**Text:**
.....

Monday, March 28, 2011

off-season

For many years Santorini, Greece has been at the tip top of my list on places where I want to go. The number of those many years may or may not directly correlate to the number of years since The Sisterhood of the Traveling Pants movie came out.
Istanbul gave us memories to dwell on, but Santorini was what we had been dreaming of. Within 2 minutes of our complementary ride from the airport to our hostel at San Giorgio Villas, provided by Giorgio himself, I knew that Santorini would not disappoint me. The only disappointment was that Giorgio was a quiet, middle-aged man rather than the ancient Greek grandpa we had been expecting. The other only disappointment was that a snow flurry arrived on the island right after we did.

That night after dinner at a restaurant Giorgio had recommended us and a few carafes of free wine (one of which was snagged from an abandoned table because we don't support wasting), we laid out our priorities for the short time we had in Santorini. What else do you need but a plan like this?

Our best decision of the trip was to rent a car. You don't have to be 25, you don't have to know how to drive stick, and you don't have to be rich. We christened her Athena and piled her high with snacks and maps. For the next 2 days she shuttled us around and around the island that is much smaller than one would think. We watched the sunset two nights in a row from two opposite tips of the island.


Oia is the part of the island that everyone envisions when they think of Santorini. Yes, we saw the Sisterhood house, even if we didn't realize it until later. It is just one blue door on a cliff of color saturated, picturesque homes and shops.


We basically had the town to ourselves considering mid-March is still considered the off-season on the island. This meant that an open cafe was hard to come by and questions about cliff-jumping were met by statements of "you can't swim, it's too cold." This also meant that we got free dessert at every restaurant and were free to roam the streets that would be wall-to-wall with people in a matter of weeks.

On our last day in Santorini we were gifted with weather than San Diego would be jealous of. We made our way down the 600 steps to the Old Port in Fira for a swim that we had promised ourselves we would complete before we left. After half an hour after sitting on the dock trying to convince ourselves to get in and a seven year old Greek girl trying to convince us not to, Melissa and I jumped in. It wasn't a cliff, but it was a 6 foot dock and it wasn't warm water but it was the Mediterranean. And it was Melissa and I screaming at Lauren and lying, saying it wasn't cold at all until she finally joined us. After 20 minutes of salty splashing, we rejoined our little Greek friend on the dock and decided to wait for the cable car rather than hike back up the 600 steps. After advising us that the cable car only comes every 30 minutes, the little girl's older brother Antonis invited us inside his shop for some Greek coffee (aka Greek mud) and conversation that lasted 5 minutes too long and caused us to miss the cable car a second time. So the steps we took.

.....

**Given data:**
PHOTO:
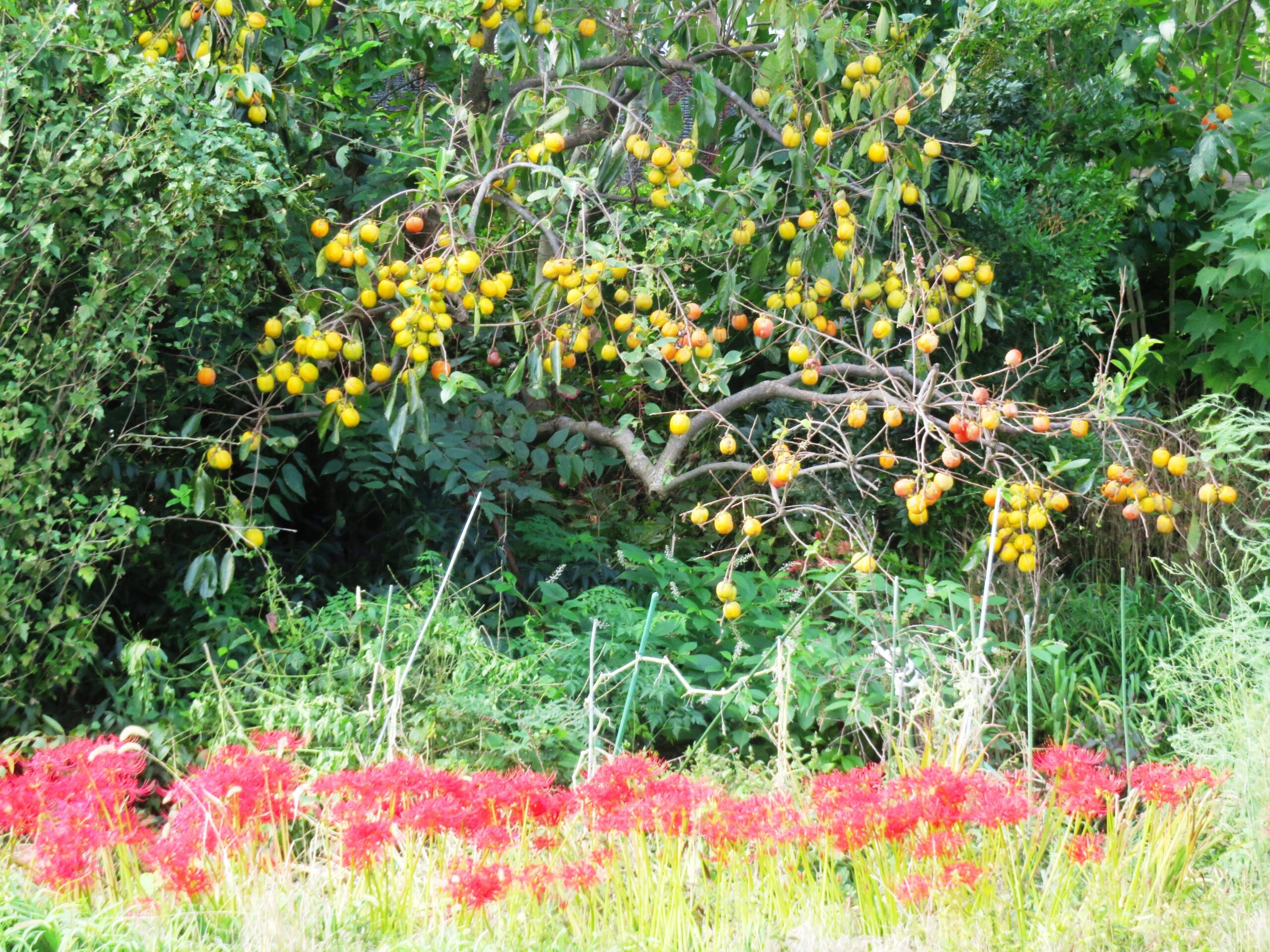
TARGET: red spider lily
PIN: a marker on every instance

.....

**Required tasks:**
1. In the Santorini post, what name did the travelers give their rental car?
2. Output word for word the section of the Santorini post that opens with the words "Istanbul gave us" and closes with "plan like this?".

**Answer set:**
1. Athena

2.
Istanbul gave us memories to dwell on, but Santorini was what we had been dreaming of. Within 2 minutes of our complementary ride from the airport to our hostel at San Giorgio Villas, provided by Giorgio himself, I knew that Santorini would not disappoint me. The only disappointment was that Giorgio was a quiet, middle-aged man rather than the ancient Greek grandpa we had been expecting. The other only disappointment was that a snow flurry arrived on the island right after we did.

That night after dinner at a restaurant Giorgio had recommended us and a few carafes of free wine (one of which was snagged from an abandoned table because we don't support wasting), we laid out our priorities for the short time we had in Santorini. What else do you need but a plan like this?